# Objective
Can you rewrite the items from the line containing "Draw the outline of every instance of the dog's" through the line containing "176L309 138L307 125L296", replacing "Target" with "Label" and leaving everything else unchanged? Give back only those lines.

Excerpts of annotation records

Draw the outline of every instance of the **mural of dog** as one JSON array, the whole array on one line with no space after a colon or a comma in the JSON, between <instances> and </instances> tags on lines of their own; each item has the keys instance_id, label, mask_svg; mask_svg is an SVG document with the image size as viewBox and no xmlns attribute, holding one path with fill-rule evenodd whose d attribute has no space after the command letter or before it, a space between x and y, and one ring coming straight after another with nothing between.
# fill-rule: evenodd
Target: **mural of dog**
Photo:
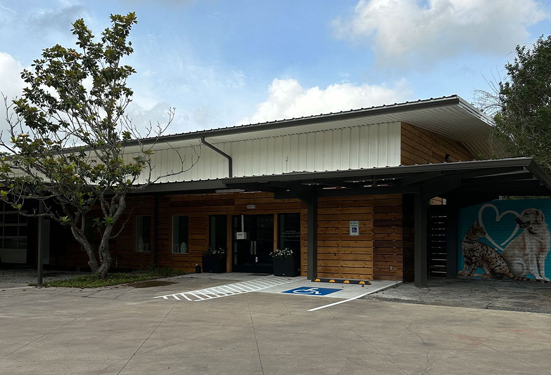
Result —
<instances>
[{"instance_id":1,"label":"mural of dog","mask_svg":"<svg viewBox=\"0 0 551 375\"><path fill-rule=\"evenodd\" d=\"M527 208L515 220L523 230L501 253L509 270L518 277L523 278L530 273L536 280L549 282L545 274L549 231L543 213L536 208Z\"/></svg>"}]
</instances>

--

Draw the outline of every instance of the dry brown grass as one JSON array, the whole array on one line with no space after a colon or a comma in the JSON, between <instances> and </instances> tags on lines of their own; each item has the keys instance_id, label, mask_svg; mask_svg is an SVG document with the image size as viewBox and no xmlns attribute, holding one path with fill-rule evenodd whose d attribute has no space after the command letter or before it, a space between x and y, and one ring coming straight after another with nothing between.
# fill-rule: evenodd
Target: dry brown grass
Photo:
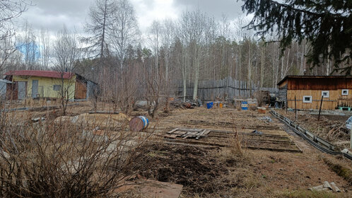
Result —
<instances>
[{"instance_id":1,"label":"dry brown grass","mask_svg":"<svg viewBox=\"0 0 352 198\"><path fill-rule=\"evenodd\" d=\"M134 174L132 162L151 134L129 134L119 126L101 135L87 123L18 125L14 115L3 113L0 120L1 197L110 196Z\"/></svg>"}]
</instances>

--

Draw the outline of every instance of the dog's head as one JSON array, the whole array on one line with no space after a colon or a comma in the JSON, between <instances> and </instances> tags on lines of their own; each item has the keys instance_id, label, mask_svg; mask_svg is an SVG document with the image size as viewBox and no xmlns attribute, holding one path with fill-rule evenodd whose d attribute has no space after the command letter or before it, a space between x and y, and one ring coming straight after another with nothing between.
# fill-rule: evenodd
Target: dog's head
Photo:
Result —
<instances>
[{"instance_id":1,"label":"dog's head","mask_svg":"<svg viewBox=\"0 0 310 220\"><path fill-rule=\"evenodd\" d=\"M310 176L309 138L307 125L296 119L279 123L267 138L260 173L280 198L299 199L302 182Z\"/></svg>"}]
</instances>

# Full response
Draw the outline of every instance of the dog's head as one JSON array, the whole array on one line with no space after a colon or a comma in the JSON, between <instances> and </instances> tags on lines of their own; each item has the keys instance_id, label, mask_svg; mask_svg is an SVG document with the image size as viewBox and no xmlns attribute, holding one path with fill-rule evenodd whose d attribute has no space after the command letter or before it, a space between x and y, and one ring coming straight after another with nothing between.
# fill-rule: evenodd
Label: dog's head
Photo:
Result —
<instances>
[{"instance_id":1,"label":"dog's head","mask_svg":"<svg viewBox=\"0 0 310 220\"><path fill-rule=\"evenodd\" d=\"M310 176L309 138L307 125L296 119L279 123L267 138L260 173L280 198L299 199L302 182Z\"/></svg>"}]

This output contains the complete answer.